For the entries below, print exactly the lines between the line holding "Target: teammate's hand on hip" and the line holding "Return one point per instance of the player's outstretched", inclusive, and nothing else.

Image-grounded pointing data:
........

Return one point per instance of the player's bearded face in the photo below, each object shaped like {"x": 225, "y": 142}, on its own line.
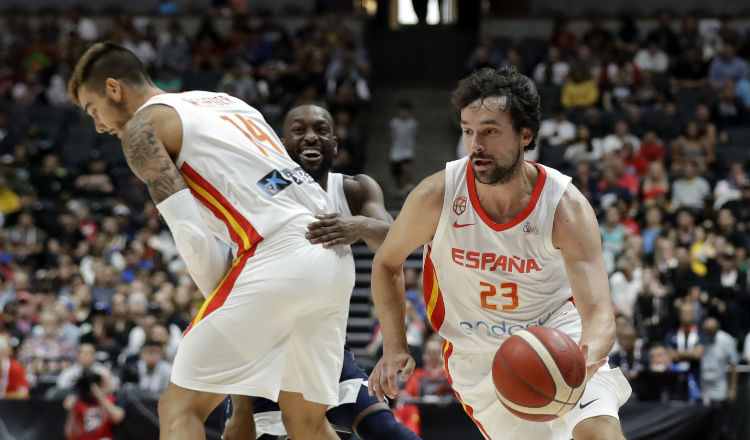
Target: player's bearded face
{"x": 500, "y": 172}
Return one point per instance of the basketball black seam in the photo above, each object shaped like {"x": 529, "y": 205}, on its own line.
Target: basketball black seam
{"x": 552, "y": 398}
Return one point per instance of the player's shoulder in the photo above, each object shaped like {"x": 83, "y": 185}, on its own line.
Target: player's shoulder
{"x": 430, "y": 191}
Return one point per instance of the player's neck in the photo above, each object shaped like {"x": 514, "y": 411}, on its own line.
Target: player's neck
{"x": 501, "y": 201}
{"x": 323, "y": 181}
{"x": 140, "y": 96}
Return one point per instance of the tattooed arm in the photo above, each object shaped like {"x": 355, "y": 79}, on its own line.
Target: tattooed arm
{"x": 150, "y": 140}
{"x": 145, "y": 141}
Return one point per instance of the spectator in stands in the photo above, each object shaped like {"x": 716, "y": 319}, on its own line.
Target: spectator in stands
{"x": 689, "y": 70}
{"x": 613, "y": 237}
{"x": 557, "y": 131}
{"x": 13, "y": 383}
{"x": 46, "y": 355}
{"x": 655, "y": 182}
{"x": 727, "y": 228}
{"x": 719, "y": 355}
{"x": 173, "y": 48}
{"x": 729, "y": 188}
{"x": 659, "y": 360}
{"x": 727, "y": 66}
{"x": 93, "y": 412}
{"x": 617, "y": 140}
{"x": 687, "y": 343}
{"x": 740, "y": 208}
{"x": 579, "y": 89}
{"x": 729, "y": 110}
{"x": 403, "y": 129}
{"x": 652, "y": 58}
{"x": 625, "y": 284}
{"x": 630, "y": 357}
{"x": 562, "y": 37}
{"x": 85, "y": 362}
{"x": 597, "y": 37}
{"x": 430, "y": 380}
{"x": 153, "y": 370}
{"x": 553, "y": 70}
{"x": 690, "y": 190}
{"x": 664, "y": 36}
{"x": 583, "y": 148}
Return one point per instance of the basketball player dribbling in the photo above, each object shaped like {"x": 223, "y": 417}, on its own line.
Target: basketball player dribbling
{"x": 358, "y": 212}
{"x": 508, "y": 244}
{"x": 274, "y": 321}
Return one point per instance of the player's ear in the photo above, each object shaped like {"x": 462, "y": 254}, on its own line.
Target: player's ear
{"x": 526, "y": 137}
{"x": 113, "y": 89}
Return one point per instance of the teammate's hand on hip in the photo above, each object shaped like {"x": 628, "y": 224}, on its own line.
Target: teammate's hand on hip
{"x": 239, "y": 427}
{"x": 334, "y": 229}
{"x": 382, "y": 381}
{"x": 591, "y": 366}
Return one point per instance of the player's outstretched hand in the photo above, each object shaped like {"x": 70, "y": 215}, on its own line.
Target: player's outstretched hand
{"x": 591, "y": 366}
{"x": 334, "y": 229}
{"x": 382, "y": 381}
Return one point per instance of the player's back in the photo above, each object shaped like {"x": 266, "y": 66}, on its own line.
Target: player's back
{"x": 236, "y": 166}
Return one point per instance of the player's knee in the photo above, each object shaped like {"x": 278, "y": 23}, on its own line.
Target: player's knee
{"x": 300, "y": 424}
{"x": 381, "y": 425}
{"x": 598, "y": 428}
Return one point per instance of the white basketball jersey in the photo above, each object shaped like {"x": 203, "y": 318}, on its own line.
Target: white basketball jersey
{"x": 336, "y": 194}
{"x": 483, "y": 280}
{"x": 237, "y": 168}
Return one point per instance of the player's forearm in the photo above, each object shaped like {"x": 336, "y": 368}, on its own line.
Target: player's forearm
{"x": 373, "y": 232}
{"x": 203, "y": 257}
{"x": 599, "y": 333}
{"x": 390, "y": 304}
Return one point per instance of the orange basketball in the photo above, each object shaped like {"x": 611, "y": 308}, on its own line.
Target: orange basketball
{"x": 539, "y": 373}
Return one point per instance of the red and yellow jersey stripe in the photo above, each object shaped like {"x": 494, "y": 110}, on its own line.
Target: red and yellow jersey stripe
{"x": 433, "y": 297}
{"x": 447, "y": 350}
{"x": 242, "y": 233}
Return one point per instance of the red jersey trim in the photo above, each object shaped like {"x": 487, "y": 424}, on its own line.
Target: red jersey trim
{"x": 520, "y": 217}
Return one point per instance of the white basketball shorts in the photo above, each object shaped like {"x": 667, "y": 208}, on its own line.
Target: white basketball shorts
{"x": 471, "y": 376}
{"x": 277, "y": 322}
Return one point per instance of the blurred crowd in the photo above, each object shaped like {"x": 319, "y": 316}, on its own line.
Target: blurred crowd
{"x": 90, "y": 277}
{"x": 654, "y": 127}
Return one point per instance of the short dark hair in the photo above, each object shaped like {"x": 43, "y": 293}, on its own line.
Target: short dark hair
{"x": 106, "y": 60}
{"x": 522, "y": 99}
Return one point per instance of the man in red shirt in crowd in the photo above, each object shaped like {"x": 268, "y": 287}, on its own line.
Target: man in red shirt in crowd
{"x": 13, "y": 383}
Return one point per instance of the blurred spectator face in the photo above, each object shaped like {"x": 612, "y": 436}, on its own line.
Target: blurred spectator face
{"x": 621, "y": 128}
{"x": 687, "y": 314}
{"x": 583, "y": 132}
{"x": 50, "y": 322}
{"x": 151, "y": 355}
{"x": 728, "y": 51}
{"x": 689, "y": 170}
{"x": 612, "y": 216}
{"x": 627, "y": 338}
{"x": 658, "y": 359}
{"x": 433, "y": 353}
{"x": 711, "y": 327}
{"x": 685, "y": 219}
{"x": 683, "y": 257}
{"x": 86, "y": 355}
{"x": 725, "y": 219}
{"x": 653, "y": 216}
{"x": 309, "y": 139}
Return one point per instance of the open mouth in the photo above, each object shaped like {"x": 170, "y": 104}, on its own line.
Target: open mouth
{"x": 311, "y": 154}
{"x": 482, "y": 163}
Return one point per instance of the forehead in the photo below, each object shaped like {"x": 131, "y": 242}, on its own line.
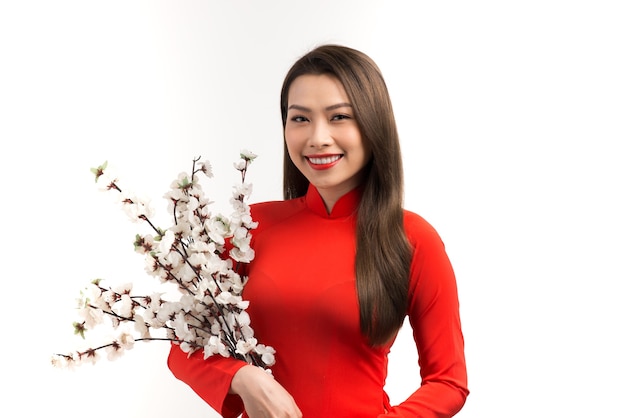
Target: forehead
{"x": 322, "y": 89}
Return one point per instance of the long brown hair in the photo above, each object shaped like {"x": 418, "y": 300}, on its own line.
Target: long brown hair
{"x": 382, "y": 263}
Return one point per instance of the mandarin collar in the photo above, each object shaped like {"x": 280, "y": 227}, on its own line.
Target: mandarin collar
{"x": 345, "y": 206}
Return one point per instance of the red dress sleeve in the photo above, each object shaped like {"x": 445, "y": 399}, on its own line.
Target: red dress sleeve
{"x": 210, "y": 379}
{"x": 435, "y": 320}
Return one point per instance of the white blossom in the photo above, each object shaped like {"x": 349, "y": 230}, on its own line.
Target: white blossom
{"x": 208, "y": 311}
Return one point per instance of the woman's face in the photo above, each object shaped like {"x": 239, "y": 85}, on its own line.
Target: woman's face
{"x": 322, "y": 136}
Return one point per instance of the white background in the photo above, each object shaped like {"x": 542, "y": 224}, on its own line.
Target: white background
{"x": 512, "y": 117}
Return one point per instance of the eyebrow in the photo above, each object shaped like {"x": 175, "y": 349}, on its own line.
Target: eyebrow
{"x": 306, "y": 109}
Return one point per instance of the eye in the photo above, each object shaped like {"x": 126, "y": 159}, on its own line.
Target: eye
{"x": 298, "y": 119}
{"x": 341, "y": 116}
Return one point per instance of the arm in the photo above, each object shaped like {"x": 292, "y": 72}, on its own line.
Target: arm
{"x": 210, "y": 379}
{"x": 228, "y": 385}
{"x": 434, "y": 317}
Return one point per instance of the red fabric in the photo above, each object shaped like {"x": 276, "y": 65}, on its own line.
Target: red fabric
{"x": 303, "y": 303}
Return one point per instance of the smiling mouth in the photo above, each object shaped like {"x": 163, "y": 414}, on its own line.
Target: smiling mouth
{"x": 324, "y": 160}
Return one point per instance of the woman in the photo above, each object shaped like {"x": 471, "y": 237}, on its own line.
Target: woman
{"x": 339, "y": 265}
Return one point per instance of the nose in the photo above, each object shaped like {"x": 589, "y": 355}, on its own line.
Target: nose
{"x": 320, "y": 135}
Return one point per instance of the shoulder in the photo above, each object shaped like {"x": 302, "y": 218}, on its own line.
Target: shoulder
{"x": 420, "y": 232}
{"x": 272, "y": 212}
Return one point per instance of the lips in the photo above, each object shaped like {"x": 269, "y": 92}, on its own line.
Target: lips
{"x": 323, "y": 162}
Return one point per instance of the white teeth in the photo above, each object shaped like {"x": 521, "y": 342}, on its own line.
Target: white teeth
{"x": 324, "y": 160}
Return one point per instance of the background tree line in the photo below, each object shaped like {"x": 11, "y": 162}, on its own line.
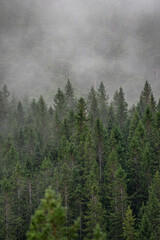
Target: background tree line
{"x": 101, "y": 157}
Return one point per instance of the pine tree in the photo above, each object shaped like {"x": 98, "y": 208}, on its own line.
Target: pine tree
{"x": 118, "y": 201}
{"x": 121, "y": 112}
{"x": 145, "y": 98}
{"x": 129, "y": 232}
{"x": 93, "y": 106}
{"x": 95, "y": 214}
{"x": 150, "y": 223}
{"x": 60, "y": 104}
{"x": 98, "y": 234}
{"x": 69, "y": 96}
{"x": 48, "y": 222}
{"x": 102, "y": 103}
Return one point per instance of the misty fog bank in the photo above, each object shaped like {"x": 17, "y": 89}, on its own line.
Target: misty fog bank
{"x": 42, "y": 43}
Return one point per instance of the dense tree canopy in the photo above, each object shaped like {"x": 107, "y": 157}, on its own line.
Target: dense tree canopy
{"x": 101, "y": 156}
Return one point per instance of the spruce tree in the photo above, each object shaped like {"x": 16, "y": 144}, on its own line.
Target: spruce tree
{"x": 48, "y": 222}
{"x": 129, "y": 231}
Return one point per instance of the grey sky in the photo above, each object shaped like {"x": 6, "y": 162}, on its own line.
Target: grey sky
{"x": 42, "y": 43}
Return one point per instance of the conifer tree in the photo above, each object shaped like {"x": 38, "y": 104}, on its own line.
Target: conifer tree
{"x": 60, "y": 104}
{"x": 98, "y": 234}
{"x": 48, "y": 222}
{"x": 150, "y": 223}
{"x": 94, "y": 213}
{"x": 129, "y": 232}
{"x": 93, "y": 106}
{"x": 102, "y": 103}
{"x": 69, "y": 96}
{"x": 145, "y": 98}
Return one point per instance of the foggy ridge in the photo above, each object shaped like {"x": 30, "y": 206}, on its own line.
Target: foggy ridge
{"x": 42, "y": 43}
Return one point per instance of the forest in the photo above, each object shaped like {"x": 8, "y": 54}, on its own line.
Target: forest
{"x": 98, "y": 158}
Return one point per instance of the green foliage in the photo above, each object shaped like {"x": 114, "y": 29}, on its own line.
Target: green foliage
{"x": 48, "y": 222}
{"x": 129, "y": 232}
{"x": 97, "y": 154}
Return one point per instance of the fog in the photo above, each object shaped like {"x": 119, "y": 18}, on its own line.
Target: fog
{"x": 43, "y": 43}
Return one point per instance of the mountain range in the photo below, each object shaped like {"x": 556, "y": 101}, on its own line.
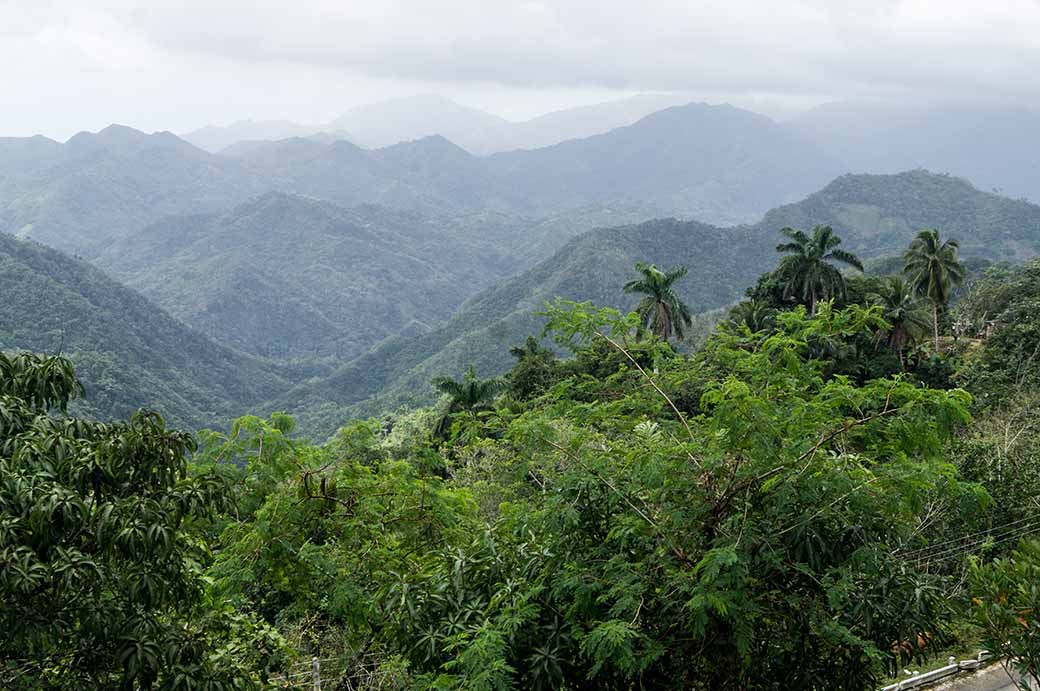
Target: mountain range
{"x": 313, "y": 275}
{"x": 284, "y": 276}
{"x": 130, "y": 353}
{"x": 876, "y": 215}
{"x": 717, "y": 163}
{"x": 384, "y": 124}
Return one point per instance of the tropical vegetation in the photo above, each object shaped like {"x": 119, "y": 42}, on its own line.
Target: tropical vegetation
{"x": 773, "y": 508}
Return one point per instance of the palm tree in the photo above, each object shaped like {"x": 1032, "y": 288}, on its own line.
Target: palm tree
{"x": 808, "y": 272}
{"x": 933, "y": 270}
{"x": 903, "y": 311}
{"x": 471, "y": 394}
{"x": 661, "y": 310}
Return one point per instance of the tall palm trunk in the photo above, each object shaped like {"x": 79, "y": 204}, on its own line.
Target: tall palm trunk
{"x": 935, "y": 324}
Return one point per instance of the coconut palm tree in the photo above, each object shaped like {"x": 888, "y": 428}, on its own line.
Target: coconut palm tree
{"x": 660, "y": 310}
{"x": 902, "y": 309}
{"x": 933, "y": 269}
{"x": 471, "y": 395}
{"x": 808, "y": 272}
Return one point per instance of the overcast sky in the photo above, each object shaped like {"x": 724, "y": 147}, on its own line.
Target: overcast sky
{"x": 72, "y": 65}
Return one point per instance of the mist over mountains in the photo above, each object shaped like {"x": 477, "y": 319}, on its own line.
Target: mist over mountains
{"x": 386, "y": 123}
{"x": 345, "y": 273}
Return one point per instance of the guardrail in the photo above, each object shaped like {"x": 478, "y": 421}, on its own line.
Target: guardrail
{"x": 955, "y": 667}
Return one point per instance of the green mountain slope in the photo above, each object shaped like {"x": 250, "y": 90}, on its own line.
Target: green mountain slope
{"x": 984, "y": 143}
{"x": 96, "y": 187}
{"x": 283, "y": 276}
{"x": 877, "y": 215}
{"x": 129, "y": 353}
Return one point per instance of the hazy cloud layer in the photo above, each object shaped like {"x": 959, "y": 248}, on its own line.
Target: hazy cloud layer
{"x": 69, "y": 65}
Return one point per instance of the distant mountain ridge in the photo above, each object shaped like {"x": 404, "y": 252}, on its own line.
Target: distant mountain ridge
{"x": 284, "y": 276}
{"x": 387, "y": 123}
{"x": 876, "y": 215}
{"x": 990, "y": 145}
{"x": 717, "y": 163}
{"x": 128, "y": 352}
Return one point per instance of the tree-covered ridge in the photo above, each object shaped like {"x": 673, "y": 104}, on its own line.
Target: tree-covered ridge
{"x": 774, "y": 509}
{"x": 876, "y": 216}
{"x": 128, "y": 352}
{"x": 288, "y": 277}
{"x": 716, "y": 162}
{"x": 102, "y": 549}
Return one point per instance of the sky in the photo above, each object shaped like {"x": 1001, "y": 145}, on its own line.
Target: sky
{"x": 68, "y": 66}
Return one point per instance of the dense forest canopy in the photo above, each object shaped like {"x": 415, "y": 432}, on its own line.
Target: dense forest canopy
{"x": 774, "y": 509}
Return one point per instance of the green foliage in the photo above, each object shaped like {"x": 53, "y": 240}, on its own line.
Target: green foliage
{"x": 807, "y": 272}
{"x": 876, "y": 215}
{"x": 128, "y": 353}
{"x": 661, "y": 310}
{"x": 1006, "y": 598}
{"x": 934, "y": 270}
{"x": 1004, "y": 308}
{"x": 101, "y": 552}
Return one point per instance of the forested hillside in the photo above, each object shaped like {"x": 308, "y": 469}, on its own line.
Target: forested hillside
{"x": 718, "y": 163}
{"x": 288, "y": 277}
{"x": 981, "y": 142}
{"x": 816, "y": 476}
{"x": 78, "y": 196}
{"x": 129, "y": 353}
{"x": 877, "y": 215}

........

## Result
Target: teammate's hand on hip
{"x": 239, "y": 427}
{"x": 334, "y": 229}
{"x": 382, "y": 381}
{"x": 591, "y": 366}
Return one point per instance of the player's outstretched hand in the photo above, each object shaped like {"x": 70, "y": 215}, on its own line.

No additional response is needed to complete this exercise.